**Your instructions:**
Tally how many lines in the items below contain the string "water", treating uppercase and lowercase as different, and reply with the number alone.

Point annotation records:
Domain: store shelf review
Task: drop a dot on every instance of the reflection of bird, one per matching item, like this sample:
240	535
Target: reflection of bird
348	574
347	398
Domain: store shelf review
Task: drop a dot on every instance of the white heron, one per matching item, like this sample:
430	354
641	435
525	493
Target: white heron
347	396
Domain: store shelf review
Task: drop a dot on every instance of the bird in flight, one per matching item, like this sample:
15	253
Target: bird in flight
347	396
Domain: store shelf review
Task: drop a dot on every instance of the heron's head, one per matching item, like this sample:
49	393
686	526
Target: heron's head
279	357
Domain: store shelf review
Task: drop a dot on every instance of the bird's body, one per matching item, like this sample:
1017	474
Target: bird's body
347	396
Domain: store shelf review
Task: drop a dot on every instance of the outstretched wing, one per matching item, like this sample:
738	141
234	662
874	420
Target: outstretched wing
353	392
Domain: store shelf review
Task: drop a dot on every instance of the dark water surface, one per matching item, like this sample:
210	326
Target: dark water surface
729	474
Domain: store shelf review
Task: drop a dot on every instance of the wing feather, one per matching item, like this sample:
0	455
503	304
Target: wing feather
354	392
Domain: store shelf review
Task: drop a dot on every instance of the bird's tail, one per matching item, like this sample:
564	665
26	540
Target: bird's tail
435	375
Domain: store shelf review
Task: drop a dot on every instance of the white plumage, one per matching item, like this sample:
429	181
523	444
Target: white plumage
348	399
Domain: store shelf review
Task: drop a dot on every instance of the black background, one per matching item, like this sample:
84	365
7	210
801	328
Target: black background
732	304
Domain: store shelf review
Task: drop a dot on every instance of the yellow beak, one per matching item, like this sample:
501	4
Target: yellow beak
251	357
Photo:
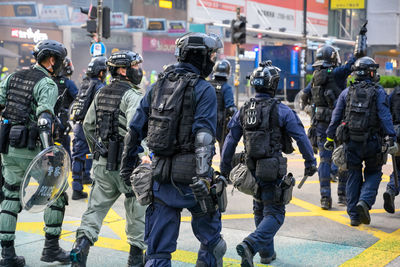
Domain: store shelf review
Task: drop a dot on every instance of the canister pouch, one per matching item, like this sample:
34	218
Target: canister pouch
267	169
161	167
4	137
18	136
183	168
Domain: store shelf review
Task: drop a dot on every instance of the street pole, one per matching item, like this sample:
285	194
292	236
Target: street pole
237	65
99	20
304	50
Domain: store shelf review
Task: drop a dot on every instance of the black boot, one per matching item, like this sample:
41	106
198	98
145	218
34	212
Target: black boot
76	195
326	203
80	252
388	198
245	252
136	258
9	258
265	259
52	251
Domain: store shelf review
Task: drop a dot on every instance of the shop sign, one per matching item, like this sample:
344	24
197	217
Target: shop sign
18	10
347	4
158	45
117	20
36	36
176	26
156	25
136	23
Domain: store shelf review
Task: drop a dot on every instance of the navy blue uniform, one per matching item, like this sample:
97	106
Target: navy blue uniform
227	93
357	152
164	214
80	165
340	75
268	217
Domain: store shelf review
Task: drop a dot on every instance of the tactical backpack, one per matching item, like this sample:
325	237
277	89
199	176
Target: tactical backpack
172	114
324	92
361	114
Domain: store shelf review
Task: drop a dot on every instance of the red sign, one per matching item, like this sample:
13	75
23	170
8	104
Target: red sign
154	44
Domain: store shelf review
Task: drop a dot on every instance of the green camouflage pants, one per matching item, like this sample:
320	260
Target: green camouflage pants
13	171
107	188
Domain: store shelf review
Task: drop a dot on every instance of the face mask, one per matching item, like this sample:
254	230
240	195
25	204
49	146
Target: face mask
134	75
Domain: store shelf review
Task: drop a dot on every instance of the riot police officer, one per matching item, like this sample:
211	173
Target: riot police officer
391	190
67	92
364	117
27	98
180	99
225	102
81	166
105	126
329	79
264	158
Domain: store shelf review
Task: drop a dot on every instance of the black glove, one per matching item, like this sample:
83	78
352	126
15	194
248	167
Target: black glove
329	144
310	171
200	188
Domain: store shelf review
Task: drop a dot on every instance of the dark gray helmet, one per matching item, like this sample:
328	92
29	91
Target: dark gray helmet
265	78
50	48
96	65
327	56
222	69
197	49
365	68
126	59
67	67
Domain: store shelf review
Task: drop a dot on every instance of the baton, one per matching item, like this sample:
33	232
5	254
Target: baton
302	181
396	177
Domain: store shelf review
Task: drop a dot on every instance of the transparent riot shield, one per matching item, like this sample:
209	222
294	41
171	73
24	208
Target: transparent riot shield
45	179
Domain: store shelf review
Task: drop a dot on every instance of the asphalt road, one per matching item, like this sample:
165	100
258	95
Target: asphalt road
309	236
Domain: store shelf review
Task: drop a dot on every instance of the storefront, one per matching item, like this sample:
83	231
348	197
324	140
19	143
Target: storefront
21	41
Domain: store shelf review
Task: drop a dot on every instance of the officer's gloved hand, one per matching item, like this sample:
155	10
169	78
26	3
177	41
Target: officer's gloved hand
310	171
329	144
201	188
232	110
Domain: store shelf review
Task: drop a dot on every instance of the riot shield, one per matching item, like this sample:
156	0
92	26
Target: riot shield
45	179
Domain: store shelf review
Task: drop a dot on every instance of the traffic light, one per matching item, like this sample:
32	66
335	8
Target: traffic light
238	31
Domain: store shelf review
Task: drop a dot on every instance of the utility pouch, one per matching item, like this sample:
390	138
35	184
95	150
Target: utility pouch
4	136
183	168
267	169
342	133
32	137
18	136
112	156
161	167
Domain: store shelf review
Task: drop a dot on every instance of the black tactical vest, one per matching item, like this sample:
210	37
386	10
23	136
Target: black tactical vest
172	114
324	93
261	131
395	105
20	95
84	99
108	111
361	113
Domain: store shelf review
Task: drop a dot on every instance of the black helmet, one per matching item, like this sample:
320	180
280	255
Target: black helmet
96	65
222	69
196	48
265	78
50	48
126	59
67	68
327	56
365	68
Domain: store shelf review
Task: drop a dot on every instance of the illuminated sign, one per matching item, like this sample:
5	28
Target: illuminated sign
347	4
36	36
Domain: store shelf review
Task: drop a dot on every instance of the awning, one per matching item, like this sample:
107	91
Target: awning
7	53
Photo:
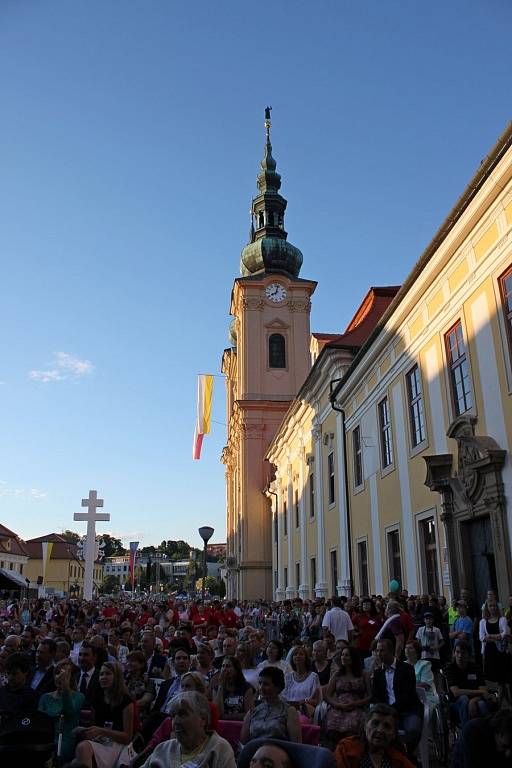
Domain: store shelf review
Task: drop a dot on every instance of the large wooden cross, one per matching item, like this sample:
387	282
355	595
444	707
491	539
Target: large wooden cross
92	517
---
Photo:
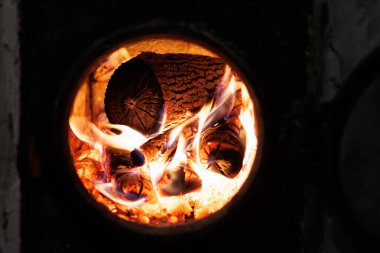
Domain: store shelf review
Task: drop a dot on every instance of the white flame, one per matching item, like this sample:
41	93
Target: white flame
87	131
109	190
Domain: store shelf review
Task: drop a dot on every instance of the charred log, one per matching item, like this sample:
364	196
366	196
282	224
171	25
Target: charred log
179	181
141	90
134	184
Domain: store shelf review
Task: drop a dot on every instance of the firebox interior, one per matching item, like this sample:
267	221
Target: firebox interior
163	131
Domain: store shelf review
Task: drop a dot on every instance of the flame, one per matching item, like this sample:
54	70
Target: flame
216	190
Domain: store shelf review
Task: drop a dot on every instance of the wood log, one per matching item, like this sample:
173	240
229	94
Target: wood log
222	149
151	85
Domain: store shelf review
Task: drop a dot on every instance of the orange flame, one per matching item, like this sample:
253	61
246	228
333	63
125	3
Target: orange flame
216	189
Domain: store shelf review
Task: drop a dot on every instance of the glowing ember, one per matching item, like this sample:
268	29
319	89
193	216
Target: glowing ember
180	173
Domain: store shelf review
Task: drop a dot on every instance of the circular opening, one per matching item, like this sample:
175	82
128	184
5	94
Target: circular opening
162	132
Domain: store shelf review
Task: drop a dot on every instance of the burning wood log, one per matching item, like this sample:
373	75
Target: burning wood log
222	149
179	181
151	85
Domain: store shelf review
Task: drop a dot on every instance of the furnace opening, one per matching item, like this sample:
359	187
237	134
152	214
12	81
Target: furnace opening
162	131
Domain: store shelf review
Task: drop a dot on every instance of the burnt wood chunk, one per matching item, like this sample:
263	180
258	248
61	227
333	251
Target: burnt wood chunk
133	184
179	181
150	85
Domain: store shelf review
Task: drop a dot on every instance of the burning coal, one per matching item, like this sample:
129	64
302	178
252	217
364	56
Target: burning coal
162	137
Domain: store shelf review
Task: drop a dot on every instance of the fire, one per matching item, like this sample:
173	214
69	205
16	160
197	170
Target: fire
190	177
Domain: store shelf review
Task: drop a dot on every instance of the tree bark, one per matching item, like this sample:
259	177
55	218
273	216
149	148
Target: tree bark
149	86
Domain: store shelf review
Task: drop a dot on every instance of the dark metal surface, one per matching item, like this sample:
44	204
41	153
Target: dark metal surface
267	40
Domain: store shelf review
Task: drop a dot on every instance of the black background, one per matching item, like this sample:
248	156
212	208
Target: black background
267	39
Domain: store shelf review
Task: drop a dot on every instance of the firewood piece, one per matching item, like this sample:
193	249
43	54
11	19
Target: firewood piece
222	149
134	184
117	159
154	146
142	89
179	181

**Solution for this problem:**
2